*To do*: Reproduce each item below word for word, leaving out the pictures.

*Dataset records*:
========
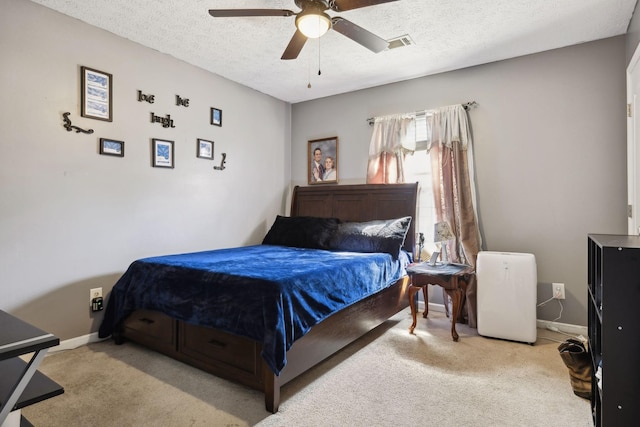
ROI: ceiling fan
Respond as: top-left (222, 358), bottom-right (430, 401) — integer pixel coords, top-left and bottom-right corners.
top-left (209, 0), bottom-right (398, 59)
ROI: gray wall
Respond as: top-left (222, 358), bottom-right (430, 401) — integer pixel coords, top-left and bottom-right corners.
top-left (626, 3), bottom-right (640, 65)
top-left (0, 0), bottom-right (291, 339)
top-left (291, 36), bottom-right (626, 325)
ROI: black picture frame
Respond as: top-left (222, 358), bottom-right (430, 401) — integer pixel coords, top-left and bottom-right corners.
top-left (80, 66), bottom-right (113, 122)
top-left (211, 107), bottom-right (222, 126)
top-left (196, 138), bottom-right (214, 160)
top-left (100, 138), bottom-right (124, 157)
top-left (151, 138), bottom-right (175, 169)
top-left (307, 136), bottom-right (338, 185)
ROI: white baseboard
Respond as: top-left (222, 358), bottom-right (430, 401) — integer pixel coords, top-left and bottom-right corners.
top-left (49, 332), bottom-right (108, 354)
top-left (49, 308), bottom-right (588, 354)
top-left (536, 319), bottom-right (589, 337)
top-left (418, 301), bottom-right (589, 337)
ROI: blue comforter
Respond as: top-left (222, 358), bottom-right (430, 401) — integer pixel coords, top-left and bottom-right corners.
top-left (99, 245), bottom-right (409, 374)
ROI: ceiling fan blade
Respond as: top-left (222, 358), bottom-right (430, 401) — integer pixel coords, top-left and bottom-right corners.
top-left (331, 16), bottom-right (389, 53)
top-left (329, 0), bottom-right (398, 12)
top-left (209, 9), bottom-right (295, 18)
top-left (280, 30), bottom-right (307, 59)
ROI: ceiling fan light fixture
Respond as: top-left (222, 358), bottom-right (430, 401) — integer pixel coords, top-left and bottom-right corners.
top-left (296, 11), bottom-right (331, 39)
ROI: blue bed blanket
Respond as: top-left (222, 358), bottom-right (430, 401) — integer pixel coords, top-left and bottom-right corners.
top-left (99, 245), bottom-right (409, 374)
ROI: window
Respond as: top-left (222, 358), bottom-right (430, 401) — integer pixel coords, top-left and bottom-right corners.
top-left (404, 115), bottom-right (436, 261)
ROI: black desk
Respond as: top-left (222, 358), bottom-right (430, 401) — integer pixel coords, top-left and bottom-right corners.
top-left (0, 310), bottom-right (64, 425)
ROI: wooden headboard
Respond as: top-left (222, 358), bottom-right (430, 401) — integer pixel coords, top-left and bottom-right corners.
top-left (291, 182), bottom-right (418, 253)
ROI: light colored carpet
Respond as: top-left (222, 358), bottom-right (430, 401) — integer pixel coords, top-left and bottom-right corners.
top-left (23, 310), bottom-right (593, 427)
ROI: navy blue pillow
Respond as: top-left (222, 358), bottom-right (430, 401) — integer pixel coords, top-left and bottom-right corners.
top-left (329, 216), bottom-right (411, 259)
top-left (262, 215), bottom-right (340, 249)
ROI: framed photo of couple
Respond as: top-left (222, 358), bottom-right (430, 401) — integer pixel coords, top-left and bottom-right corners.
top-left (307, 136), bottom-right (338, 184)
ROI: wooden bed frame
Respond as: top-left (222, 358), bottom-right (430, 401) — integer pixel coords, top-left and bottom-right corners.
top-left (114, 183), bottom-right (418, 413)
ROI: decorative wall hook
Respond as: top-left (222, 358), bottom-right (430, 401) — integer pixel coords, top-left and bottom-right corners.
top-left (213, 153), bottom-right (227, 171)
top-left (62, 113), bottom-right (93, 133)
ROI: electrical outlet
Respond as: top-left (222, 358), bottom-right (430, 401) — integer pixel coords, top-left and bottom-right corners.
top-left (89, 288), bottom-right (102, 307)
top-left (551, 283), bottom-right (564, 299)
========
*Exercise output*:
ROI: ceiling fan
Respond as: top-left (222, 358), bottom-right (430, 401) — integer pixel coords, top-left and bottom-right corners.
top-left (209, 0), bottom-right (398, 59)
ROI: gray wall
Respond as: top-left (222, 358), bottom-right (430, 401) — integer pixel coords, top-left and bottom-right corners.
top-left (626, 3), bottom-right (640, 65)
top-left (0, 0), bottom-right (291, 339)
top-left (291, 36), bottom-right (626, 325)
ROI: black picture frame
Respond as: top-left (222, 358), bottom-right (430, 401) — integer pixel coords, top-left and bottom-right corners.
top-left (80, 66), bottom-right (113, 122)
top-left (211, 107), bottom-right (222, 126)
top-left (196, 138), bottom-right (214, 160)
top-left (100, 138), bottom-right (124, 157)
top-left (151, 138), bottom-right (175, 169)
top-left (307, 136), bottom-right (338, 185)
ROI: white baseboard
Respond as: top-left (222, 358), bottom-right (430, 401) — integer pixel coords, top-left and bottom-right corners.
top-left (49, 332), bottom-right (108, 354)
top-left (49, 308), bottom-right (588, 354)
top-left (536, 319), bottom-right (589, 337)
top-left (418, 301), bottom-right (589, 337)
ROI: blue comforter
Respond as: top-left (222, 358), bottom-right (430, 401) — integer pixel coords, top-left and bottom-right corners.
top-left (99, 245), bottom-right (409, 374)
ROI: ceiling fan blade
Respond as: top-left (222, 358), bottom-right (430, 401) — integer pixel coords, top-left and bottom-right corners.
top-left (331, 16), bottom-right (389, 53)
top-left (329, 0), bottom-right (398, 12)
top-left (209, 9), bottom-right (295, 18)
top-left (280, 30), bottom-right (307, 59)
ROI: ceiling fan light fixture
Respond as: top-left (222, 358), bottom-right (430, 401) — integer pixel coords, top-left and bottom-right corners.
top-left (296, 11), bottom-right (331, 39)
ROI: blue bed blanket
Respond as: top-left (222, 358), bottom-right (430, 401) — integer pixel coords, top-left and bottom-right corners.
top-left (99, 245), bottom-right (409, 374)
ROI: window
Respond as: top-left (222, 358), bottom-right (430, 401) — integer pixel coords, top-left and bottom-right corners.
top-left (404, 115), bottom-right (436, 261)
ROI: black desk
Respond as: top-left (222, 358), bottom-right (430, 401) — integer pixel coords, top-left and bottom-right corners.
top-left (0, 310), bottom-right (64, 425)
ROI: wooden headboard
Respond as: top-left (222, 358), bottom-right (430, 401) — integer pixel coords, top-left and bottom-right corners.
top-left (291, 182), bottom-right (418, 253)
ROI: light colored carpet
Respond as: top-left (222, 358), bottom-right (430, 401) — integer pixel coords, top-left and bottom-right corners.
top-left (23, 310), bottom-right (593, 427)
ROI: navy blue pillow
Respond as: top-left (222, 358), bottom-right (430, 401) — integer pixel coords, top-left and bottom-right corners.
top-left (329, 216), bottom-right (411, 259)
top-left (262, 215), bottom-right (340, 249)
ROI: framed photo of couple
Respond as: top-left (222, 358), bottom-right (430, 401) — integer pixel coords, top-left and bottom-right corners.
top-left (307, 136), bottom-right (338, 184)
ROI: wooden bed frame
Respond as: top-left (222, 358), bottom-right (430, 401) — integer pixel coords, top-left and bottom-right corners.
top-left (114, 183), bottom-right (418, 413)
ROI: decorative wall hook
Respond as: top-left (222, 358), bottom-right (430, 401) — integer pixel coords, top-left and bottom-right corners.
top-left (213, 153), bottom-right (227, 171)
top-left (62, 113), bottom-right (93, 133)
ROI: electrical outlet
Respond as: top-left (222, 358), bottom-right (430, 401) — integer pixel coords, top-left and bottom-right corners.
top-left (89, 288), bottom-right (102, 307)
top-left (551, 283), bottom-right (564, 299)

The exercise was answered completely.